**PROBLEMS AND TASKS:**
(A) Extract the passage on the Depression in Canada verbatim, beginning at the words "The most shocking" and stopping after "family in Canada.".
(B) Write what comes next in the passage on the Depression in Canada, picking up after its final sentence.

**DOCUMENT PASSAGE:**
The statistics of those times are appalling. At the nadir of the Depression, half the wage earners in Canada were on some form of relief. One Canadian in five was a public dependant. Forty per cent of those in the workforce had no skills; the average yearly income was less than five hundred dollars at a time when the poverty line for a family of four was estimated at more than twice that amount.

This army of the deprived was treated shabbily by a government that used words like “fiscal responsibility” and “a sound dollar” as excuses to ignore human despair. Balancing the budget was more important than feeding the hungry. The bogey of the deficit was enlisted to tighten the purse strings.

R.B. Bennett, who presided over the five worst years of the Depression, said he was determined to preserve the nation’s credit “at whatever sacrifice.” But the burden of that sacrifice did not fall on the shoulders of Bennett or his equally parsimonious opponent, Mackenzie King. It fell on those who, in spite of the politicians’ assurances to the contrary, were starving and naked – on the little girl in Montreal who fainted one day in school because, as her teacher discovered, it wasn’t her turn for breakfast that morning; on another little girl in Alberta who could go to school only on those days when it was her turn to wear “the dress”; on the Ottawa landlord who collapsed in the street from hunger because none of his tenants had been able to pay their rent; on the New Brunswick father who awoke one cold winter night in a house without fuel to check on his three-month-old baby, only to find her frozen to death.

The most shocking statistic of all reveals that the federal government from 1930 to 1936 spent more of the taxpayers’ money to service the debt of the Canadian National Railways than it did to provide unemployment relief. That debt was the legacy of the great Canadian boom. The builders of the Canadian Northern and the Grand Trunk Pacific (not to mention the government’s own National Transcontinental), revered as audacious and far-seeing captains of industry, left a questionable legacy. The bondholders enjoyed a free ride on the backs of the people. Where was “fiscal responsibility” then? Without that burden of debt the government could have doubled its relief payments to every family in Canada.

**EXERCISE DATA:**

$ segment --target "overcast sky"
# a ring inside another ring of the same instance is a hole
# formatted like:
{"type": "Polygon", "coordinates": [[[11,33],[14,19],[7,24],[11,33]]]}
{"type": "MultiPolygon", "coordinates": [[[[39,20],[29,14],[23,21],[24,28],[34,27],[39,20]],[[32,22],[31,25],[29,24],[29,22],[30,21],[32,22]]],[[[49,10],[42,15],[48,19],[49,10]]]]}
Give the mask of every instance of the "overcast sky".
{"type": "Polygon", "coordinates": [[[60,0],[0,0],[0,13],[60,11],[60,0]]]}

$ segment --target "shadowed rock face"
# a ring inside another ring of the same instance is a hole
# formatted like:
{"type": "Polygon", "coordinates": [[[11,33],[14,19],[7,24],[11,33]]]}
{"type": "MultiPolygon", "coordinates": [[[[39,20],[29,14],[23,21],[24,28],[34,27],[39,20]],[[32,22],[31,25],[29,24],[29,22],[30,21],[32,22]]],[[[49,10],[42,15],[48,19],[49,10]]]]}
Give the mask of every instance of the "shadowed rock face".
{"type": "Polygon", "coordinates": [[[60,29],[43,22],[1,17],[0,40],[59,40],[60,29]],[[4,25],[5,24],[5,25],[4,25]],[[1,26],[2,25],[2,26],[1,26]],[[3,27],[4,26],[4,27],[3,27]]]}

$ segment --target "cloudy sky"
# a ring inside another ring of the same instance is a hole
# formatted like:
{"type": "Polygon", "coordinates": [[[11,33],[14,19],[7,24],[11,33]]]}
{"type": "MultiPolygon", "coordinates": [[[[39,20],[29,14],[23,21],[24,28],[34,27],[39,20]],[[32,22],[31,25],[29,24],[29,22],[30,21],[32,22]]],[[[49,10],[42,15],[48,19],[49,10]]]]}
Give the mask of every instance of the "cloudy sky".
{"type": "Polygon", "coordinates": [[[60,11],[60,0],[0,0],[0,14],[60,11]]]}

**RESPONSES BY TASK:**
(A)
The most shocking statistic of all reveals that the federal government from 1930 to 1936 spent more of the taxpayers’ money to service the debt of the Canadian National Railways than it did to provide unemployment relief. That debt was the legacy of the great Canadian boom. The builders of the Canadian Northern and the Grand Trunk Pacific (not to mention the government’s own National Transcontinental), revered as audacious and far-seeing captains of industry, left a questionable legacy. The bondholders enjoyed a free ride on the backs of the people. Where was “fiscal responsibility” then? Without that burden of debt the government could have doubled its relief payments to every family in Canada.

(B)
Had there been no railway debt, would either Mackenzie King or R.B. Bennett have taken that more generous route? One doubts it. Neither had any co-ordinated plan of relief. Like the business leaders who backed them, they were convinced the Depression couldn’t last and so made no long-range plans to deal with the crisis. Planning, after all, was a dirty word in the thirties, a subversive notion that smacked of Soviet Russia.

Both the Liberal and the Conservative governments stumbled from crisis to crisis, adopting band-aid solutions that often became part of the problem. At every level of government the authorities attacked the symptoms and not the cause, trying vainly to hold down the lid on the bubbling kettle of protest. If single transients clog the streets of the big cities – get them out of sight.
If radicals demand a better deal for the jobless – jail them. If “foreigners” ask for relief – deport them. If farmers stage hunger strikes – disperse them with police billies. At no time did those in charge consider the practical advantages of allowing the dispossessed to let off steam unmolested.

Every level of government tried to evade its responsibilities for the unemployed. Ottawa washed its hands of the problem, as Ottawa often does, and tried to lay it on the provinces. The provinces tried to lay it on the municipalities. The municipalities tried to lay it on the local taxpayers, who couldn’t cope with it because so many were themselves out of work. Then everybody – taxpayers, municipalities, and provinces – turned on Ottawa.

Relief was given grudgingly. The Calvinist work ethic belonged to an earlier century, but it lived on into the thirties. Conventional wisdom dictated that any healthy man could always find a job; that if he was idle, it was deliberate; that to ask for public charity was shameful; that those who got too much wouldn’t want to work. Thus, it was held, relief should provide no more than the bare necessities and should never approach the level of “real” wages.